__Exercise prompt__
Everything in the entries below should be restated exactly, except for the pictures.

===

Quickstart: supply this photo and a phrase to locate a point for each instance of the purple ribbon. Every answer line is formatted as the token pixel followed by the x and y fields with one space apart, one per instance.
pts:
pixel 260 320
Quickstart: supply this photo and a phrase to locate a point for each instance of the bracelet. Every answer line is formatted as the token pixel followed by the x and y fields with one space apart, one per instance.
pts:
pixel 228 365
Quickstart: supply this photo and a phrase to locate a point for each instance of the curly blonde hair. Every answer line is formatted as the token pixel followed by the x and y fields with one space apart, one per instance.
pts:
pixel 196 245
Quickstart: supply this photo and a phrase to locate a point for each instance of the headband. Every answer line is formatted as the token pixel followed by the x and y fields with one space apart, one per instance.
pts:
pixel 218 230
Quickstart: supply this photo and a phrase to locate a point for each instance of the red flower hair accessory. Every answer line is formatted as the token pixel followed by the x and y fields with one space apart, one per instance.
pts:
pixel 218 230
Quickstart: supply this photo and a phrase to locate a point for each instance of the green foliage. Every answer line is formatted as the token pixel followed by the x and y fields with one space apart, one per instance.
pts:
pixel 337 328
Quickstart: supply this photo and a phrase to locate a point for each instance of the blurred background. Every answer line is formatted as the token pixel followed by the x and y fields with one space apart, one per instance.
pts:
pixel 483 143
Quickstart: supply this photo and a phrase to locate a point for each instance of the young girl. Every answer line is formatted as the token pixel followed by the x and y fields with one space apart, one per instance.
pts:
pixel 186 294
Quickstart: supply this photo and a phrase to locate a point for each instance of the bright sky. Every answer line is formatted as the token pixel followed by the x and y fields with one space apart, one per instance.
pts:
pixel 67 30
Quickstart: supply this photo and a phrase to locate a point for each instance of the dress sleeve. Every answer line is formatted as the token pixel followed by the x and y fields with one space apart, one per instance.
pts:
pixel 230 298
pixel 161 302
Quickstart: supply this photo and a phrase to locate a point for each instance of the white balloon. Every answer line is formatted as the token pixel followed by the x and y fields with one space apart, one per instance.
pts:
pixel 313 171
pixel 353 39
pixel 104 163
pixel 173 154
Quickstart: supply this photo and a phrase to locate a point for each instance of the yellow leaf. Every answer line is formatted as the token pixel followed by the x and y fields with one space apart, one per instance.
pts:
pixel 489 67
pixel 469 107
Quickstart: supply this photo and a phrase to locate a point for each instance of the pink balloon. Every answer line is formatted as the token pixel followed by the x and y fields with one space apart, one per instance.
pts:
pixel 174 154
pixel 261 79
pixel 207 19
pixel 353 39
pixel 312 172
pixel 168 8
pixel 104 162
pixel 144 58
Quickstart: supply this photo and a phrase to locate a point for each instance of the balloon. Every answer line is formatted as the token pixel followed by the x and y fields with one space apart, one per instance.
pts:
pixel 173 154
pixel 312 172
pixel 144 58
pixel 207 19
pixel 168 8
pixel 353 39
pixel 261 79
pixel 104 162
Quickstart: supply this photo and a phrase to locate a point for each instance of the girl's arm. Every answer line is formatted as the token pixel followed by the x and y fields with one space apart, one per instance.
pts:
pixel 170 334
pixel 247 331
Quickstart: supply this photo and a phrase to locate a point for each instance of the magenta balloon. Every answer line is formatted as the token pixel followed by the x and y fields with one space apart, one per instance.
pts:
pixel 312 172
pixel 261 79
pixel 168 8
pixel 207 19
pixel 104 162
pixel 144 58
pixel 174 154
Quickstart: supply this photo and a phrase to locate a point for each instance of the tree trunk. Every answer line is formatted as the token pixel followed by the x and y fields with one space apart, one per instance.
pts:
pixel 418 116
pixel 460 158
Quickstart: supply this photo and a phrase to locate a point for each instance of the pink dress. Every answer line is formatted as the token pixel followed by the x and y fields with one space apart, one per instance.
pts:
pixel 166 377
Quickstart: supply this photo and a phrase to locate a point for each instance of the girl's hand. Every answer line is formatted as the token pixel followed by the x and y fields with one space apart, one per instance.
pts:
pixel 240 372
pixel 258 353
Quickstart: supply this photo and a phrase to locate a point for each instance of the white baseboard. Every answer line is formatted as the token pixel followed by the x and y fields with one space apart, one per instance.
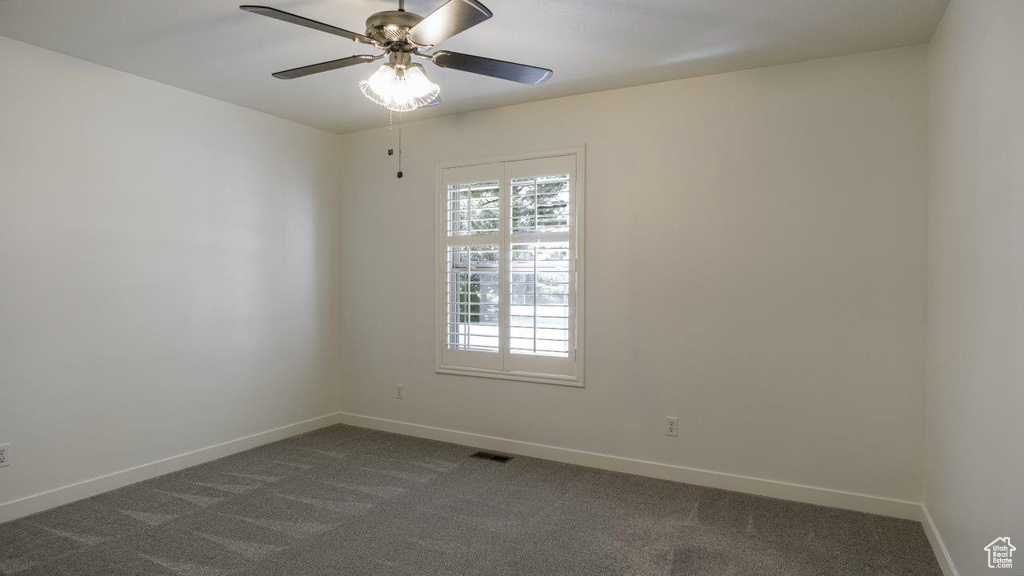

===

__Task response__
Quickstart: supply this photo and a phrase to locate a point for each instance of the purple ribbon. Every answer line is formatted as the token pixel followed by the x and y fields with one space apart, one per instance.
pts:
pixel 260 320
Quickstart: supply this photo and a phrase to locate a point for each instance of the bracelet. Every answer line is formatted as the token pixel followed by the x and y fields with one space apart, one per instance.
pts:
pixel 228 365
Quickstart: supply this photo and a phrase to locate a point for each instance of the curly blonde hair. Every answer line is formatted as the token pixel followed by the x and y fields with one space apart, one per instance.
pts:
pixel 196 245
Quickstart: supply this photo and a phrase to locate a point for each instance of the headband. Every answer line is formatted as the token pixel followed by the x and y fields with one space apart, one per instance.
pts:
pixel 218 230
Quickstart: supply this photo and a phrase to locate a point for each instance of the red flower hair accessory. Every answer line is formatted as the token pixel followed by the x and y fields with one space apart, one per instance.
pts:
pixel 218 230
Quickstart: supply this photo and a phrase to locate a point for each instance of the green foliage. Every answer line is formatted as the token pixel followed by the x and y fields with one space apart, one per instance.
pts:
pixel 337 328
Quickstart: supply this photo and a phrase to locate a point for each instance of the blurred background. Every answer line is formatted as the token pixel followed by the x and y fields with one space apart, one per instance.
pts:
pixel 483 143
Quickstart: supply this photo and a phrase to locate a point for each instance of the young girl. Every answer line is formatted as the token pixel followed by the x and y fields with one space apart, one per instance.
pts:
pixel 186 294
Quickstart: supply this photo and a phrase to locate a point for each instance of the bright sky. Every answer line is formatted as the token pixel followed by the x and y fields with one space apart, one per instance.
pts:
pixel 67 30
Quickstart: supply this photo and a phrase to locate a point for each instance of the dress sleeve. Every answer line is formatted as the token pixel followed by the x and y fields with one space apart, one per instance.
pts:
pixel 230 298
pixel 161 302
Quickstart: supply this photo and a phrase to locate a point for each instance of the white balloon. Every answer line is formatted as the token pixel followed by the x and y fields with one space apart, one per instance.
pts:
pixel 313 171
pixel 353 39
pixel 104 163
pixel 173 154
Quickstart: supply this photo and a phrase to locate a point for each instance of the yellow leaf. Every answer line is formatted as the token pixel followed by the x and y fields with one space apart, one per instance.
pts:
pixel 489 67
pixel 469 107
Quickstart: supply this photo and a phrase to locate a point for each instance of the pink balloon. Every answer line is formatted as the token pixel followed by the x and y fields with one space apart, one per instance.
pts:
pixel 174 154
pixel 261 79
pixel 207 19
pixel 353 39
pixel 312 172
pixel 168 8
pixel 104 162
pixel 144 58
Quickstart: supply this photo and a phrase to locate a point for each instance of the balloon. Every answer line is formatted as the token pixel followed by the x and y fields with one space apart, one per instance.
pts:
pixel 173 154
pixel 312 172
pixel 144 58
pixel 207 19
pixel 168 8
pixel 353 39
pixel 261 79
pixel 104 162
Quickstart: supply this photo and a phrase to locate a point for each instance of the girl's arm. Every answer line is formatted as the token pixel followed by the x and y fields with one space apart, one per instance.
pts:
pixel 170 334
pixel 247 331
Quickstart: supply this photo and a phrase to locate a point for each instance of the magenta balloon. Every answer line is formatted as the token pixel followed by the x and y fields with one space apart, one per instance.
pts:
pixel 312 172
pixel 261 79
pixel 168 8
pixel 207 19
pixel 104 162
pixel 144 58
pixel 174 154
Quickstart: supply this photo and a phrase to locate a point for each instance of the tree trunk. Every answer line is formatted as the token pixel followed by the x and y fields with one space apart, one per instance.
pts:
pixel 418 116
pixel 460 158
Quickstart: supply this photo and a phrase to locate a point for each instance of the pink dress. Every answer line is formatted as the token pixel followed by the x and y fields with one space apart, one per instance.
pts:
pixel 166 377
Quickstart: supply this photo and a phrase to locate a point for each instance of the girl's hand. Every answer line is formatted as the token pixel followed by the x and y fields with one space apart, one per instance.
pts:
pixel 240 372
pixel 258 353
Quickstart: supply this photo and a phrase to locate a point for each instance of the white baseboard. Every answer line is formatted as the token pixel followed by the x and y fields with one space apart, one per instance.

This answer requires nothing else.